__EXERCISE OBJECTIVE__
Retype the records below word for word, starting with the line containing "Record the location of each instance of the tree" and going on through the line containing "(1004, 424)", both included. Leave the pictures out of your copy.

__MATERIALS PROVIDED__
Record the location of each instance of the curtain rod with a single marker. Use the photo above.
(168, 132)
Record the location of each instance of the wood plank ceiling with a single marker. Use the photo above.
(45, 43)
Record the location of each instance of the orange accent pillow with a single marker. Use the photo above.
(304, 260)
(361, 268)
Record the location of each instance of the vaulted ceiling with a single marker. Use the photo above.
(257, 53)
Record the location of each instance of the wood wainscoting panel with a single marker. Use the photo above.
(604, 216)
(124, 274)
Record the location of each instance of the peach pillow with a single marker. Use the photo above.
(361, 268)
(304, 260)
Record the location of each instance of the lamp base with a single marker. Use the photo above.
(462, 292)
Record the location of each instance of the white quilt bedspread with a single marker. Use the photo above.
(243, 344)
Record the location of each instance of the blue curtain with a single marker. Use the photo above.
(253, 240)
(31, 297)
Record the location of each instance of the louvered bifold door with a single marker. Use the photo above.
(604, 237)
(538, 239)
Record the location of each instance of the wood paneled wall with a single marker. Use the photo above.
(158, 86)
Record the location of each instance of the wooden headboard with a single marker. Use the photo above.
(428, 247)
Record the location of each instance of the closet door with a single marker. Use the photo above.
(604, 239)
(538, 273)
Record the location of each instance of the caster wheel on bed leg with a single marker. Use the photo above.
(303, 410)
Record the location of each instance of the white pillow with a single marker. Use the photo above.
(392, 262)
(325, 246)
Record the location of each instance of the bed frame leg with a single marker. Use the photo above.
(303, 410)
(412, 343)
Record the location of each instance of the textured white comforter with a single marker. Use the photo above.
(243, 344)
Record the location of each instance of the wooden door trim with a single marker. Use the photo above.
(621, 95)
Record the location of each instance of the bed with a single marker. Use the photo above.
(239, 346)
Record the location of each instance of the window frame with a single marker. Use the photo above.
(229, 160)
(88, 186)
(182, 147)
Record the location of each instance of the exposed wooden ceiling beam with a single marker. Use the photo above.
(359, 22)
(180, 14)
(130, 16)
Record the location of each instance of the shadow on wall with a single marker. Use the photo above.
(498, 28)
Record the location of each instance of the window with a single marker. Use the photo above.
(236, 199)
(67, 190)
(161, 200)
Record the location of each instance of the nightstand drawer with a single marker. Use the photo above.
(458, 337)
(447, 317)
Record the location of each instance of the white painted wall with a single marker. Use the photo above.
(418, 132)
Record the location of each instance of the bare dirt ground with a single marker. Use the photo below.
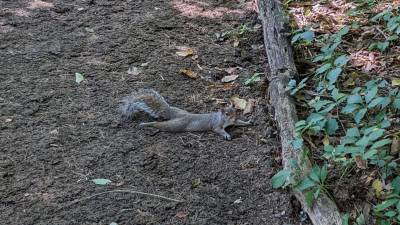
(56, 136)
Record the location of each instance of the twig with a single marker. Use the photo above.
(117, 191)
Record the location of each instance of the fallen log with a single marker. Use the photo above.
(282, 68)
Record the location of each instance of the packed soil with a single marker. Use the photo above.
(56, 135)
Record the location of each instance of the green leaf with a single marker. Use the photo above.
(376, 134)
(308, 35)
(390, 214)
(396, 185)
(310, 198)
(354, 99)
(317, 105)
(341, 60)
(353, 132)
(385, 102)
(363, 141)
(381, 143)
(360, 220)
(318, 58)
(297, 143)
(396, 103)
(333, 75)
(323, 68)
(280, 179)
(331, 126)
(375, 102)
(79, 78)
(360, 115)
(369, 154)
(371, 93)
(386, 204)
(349, 108)
(305, 184)
(101, 181)
(337, 96)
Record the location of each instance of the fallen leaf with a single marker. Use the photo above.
(249, 106)
(229, 78)
(378, 187)
(182, 214)
(134, 71)
(184, 51)
(239, 103)
(396, 82)
(395, 147)
(189, 73)
(361, 163)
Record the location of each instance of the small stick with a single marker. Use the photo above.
(118, 191)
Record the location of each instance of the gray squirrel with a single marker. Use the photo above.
(174, 119)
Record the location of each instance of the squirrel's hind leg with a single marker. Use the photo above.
(175, 125)
(241, 123)
(223, 133)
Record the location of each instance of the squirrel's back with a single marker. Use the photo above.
(144, 100)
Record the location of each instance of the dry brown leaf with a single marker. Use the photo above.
(229, 78)
(184, 51)
(189, 73)
(238, 103)
(249, 106)
(361, 163)
(229, 86)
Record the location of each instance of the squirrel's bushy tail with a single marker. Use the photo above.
(143, 100)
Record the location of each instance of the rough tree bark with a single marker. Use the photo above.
(282, 69)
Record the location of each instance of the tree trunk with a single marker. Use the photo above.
(282, 68)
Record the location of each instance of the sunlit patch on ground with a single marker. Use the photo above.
(195, 8)
(367, 61)
(331, 17)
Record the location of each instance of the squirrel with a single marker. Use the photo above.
(174, 119)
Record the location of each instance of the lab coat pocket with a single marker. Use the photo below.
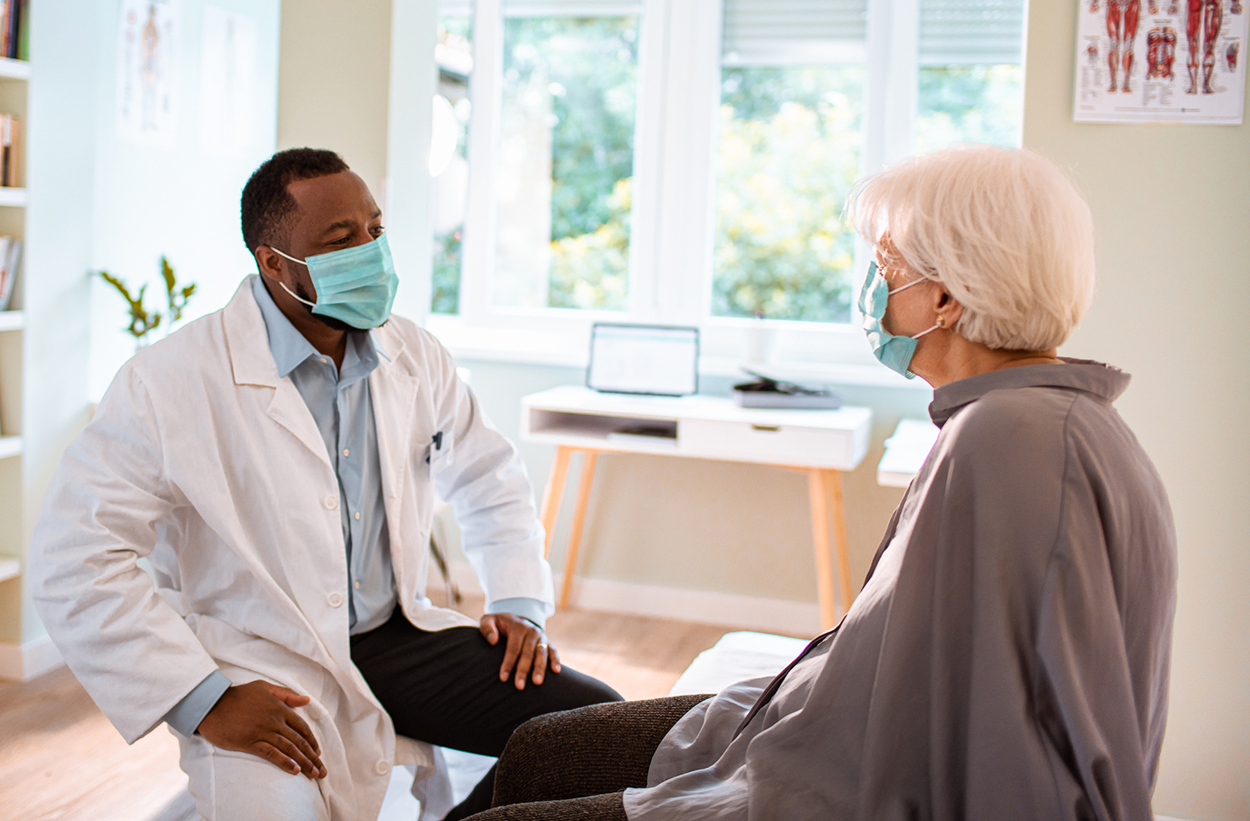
(441, 454)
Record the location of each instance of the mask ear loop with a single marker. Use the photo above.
(940, 323)
(284, 284)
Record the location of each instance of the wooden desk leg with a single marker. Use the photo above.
(553, 494)
(579, 517)
(834, 481)
(819, 497)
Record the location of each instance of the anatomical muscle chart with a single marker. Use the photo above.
(1161, 60)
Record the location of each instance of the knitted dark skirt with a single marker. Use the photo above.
(575, 765)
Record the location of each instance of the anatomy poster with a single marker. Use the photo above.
(148, 71)
(228, 73)
(1161, 61)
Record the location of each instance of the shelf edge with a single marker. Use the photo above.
(10, 446)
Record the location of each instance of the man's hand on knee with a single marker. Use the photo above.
(528, 649)
(258, 717)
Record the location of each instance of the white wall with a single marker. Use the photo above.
(1171, 213)
(181, 201)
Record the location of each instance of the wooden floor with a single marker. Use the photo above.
(61, 759)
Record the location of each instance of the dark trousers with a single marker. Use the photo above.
(443, 687)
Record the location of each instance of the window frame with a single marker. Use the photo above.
(673, 215)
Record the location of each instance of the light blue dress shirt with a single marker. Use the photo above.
(341, 408)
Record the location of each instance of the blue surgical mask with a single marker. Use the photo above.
(354, 285)
(893, 351)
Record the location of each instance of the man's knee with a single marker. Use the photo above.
(239, 786)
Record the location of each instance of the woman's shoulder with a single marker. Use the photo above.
(1004, 424)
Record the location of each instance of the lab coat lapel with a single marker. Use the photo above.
(394, 399)
(253, 364)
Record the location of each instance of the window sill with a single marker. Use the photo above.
(538, 348)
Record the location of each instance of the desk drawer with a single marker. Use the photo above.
(774, 444)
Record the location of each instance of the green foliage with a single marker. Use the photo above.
(176, 298)
(789, 154)
(445, 278)
(591, 270)
(141, 320)
(589, 66)
(969, 104)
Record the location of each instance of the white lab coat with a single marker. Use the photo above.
(203, 460)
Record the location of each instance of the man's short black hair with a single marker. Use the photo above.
(265, 199)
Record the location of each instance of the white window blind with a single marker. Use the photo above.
(971, 31)
(794, 31)
(571, 8)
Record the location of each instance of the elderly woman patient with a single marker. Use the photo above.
(1008, 656)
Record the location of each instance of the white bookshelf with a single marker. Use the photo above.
(13, 198)
(14, 376)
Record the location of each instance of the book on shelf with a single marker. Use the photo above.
(15, 29)
(10, 260)
(10, 151)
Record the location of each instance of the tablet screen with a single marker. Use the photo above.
(644, 359)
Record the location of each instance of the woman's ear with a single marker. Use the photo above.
(948, 309)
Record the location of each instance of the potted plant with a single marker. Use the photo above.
(143, 321)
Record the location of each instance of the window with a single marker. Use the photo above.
(686, 161)
(791, 104)
(970, 86)
(449, 165)
(565, 163)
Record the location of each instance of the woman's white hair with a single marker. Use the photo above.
(1005, 231)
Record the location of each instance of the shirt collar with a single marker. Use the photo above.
(1083, 375)
(290, 348)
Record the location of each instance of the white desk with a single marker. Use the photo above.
(818, 442)
(905, 452)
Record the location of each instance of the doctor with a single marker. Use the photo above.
(276, 464)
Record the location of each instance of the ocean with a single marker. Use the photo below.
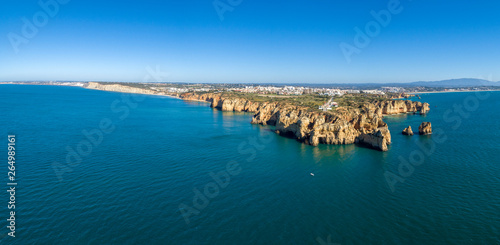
(96, 167)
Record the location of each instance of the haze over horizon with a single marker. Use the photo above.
(251, 42)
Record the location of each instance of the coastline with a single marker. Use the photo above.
(440, 92)
(360, 123)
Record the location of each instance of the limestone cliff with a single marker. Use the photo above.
(362, 125)
(425, 128)
(408, 131)
(119, 88)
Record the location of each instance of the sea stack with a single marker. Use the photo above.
(408, 131)
(425, 128)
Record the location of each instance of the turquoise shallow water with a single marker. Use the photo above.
(129, 188)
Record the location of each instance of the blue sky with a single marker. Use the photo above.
(257, 41)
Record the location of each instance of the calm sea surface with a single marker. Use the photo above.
(158, 159)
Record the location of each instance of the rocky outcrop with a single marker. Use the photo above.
(363, 126)
(425, 128)
(408, 131)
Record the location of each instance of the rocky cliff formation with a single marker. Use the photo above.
(362, 125)
(113, 87)
(425, 128)
(408, 131)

__FULL RESPONSE__
Record the location of each instance of the tree trunk with a single marker. Use the photo above.
(282, 68)
Record the location of each instance of the sunlit patch on ground with a single marker. Use the photo above.
(195, 8)
(367, 61)
(331, 17)
Record the location of each instance of the squirrel with a single marker. Use the photo above.
(174, 119)
Record the location of each instance of the lab coat pocket with a single marker. Use the photo below.
(441, 454)
Record the location of each instance of the mask ear loop with a single marker. Use the photo above.
(940, 323)
(284, 284)
Record the location of each instance of the wooden desk leg with a single marker. Use the photo above.
(553, 494)
(579, 517)
(834, 481)
(819, 497)
Record the location of each instance of the anatomical muscle chart with a single marker. Use the photo above.
(1161, 60)
Record the location of each instance of the knitted dark skirt with a single marker. Use the photo above.
(575, 765)
Record the location of each instance of the anatomy poster with a single marker. Use the photo above.
(148, 71)
(228, 73)
(1161, 61)
Record the location of each instance of the shelf edge with a single marker. Use the photo above.
(10, 446)
Record the location of each instance of the man's hand on knee with a single marker. Use the photo above.
(528, 649)
(258, 717)
Record the location of each instance of the white wall with a single marker. Use the photo above.
(1171, 213)
(181, 201)
Record the location of each instance of the wooden floor with a single marker. Use the photo above.
(61, 759)
Record the location of each instance of the dark trousers with a single marker. Use the photo above.
(443, 687)
Record the location of each instance of the window frame with a single marker. Use the photo above.
(673, 215)
Record the location of each instance of the light blue dress shirt with a single marker. Use the photo above.
(341, 408)
Record the location of each instance of the blue surgical mask with a single marker. Use the photo above.
(354, 285)
(893, 351)
Record the location of each instance of the man's knee with a single marker. Use the photo above.
(239, 786)
Record the location of each instance of the woman's shoulder with a single marker. Use the photo above.
(1004, 424)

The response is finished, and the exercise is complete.